__WHAT YOU WILL DO__
Copy out word for word the part of the records that runs from their very start through the line containing "Target: tree fork", and include that line.

__EXCERPTED DATA__
◇ ◇ ◇ ◇

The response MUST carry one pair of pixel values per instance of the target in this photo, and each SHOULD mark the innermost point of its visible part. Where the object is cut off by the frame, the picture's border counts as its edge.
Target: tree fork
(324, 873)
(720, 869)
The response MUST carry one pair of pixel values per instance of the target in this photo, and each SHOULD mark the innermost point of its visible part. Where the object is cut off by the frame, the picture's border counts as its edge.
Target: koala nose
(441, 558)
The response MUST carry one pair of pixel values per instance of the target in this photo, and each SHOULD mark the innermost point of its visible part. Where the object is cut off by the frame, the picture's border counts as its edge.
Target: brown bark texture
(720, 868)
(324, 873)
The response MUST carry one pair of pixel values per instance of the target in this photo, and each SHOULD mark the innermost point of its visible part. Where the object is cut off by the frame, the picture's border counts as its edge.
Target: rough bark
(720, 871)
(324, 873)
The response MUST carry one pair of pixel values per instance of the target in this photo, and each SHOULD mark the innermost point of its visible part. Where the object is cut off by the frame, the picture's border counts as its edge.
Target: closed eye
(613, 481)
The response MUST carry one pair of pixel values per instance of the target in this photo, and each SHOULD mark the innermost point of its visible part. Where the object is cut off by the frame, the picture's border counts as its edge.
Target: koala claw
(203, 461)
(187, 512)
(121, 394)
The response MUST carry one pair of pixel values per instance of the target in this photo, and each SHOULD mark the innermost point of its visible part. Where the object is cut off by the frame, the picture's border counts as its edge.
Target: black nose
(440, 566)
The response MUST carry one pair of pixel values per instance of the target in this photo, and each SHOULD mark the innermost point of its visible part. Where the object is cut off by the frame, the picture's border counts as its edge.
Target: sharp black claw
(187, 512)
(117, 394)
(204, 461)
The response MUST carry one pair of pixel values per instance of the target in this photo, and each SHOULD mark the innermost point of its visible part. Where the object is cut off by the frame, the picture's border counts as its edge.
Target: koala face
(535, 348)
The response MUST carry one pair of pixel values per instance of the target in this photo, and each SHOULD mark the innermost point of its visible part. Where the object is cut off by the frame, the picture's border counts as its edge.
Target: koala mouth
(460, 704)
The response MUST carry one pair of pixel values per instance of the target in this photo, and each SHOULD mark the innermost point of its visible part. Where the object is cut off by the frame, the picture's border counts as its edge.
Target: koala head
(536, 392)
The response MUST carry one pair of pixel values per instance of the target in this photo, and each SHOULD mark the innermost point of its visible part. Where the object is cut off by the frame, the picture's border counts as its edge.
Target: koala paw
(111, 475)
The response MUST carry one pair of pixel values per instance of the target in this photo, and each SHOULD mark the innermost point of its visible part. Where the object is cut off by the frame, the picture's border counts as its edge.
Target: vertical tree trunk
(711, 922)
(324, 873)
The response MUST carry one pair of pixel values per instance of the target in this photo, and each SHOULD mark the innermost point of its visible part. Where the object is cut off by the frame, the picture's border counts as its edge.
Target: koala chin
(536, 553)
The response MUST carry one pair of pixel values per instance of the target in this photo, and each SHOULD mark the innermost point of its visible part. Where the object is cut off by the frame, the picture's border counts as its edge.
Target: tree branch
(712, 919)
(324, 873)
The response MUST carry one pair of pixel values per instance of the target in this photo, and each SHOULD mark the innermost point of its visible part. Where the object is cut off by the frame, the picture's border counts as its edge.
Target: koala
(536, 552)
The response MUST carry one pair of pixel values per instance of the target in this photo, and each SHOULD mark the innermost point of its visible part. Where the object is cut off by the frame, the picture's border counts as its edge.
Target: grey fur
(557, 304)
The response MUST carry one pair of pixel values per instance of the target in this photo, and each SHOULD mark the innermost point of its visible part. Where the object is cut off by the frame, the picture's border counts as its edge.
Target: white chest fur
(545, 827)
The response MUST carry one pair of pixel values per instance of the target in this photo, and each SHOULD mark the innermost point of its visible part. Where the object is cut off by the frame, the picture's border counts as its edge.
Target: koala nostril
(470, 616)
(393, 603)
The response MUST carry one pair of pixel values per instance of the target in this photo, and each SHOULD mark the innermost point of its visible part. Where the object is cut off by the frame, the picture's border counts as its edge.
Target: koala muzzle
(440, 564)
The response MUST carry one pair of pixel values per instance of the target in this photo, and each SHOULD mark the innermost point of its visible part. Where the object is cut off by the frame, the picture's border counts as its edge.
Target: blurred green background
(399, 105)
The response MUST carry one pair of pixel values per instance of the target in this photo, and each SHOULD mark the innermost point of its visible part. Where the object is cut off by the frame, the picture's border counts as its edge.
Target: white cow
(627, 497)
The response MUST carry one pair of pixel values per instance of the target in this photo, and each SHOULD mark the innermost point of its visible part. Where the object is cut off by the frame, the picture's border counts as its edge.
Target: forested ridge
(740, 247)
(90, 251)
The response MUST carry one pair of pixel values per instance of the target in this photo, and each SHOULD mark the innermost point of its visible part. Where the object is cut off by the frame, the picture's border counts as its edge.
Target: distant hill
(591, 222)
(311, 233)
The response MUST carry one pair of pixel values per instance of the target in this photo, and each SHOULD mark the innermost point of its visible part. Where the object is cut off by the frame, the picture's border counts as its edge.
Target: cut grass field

◇ ◇ ◇ ◇

__PROBLEM SOLUTION__
The response MUST carry one pair of pixel values per instance of the target in this photo, and each SHOULD mark the innermost point of its visible part. Where the object is cut off by the frame, the picture's border counts as its edge.
Target: tree fork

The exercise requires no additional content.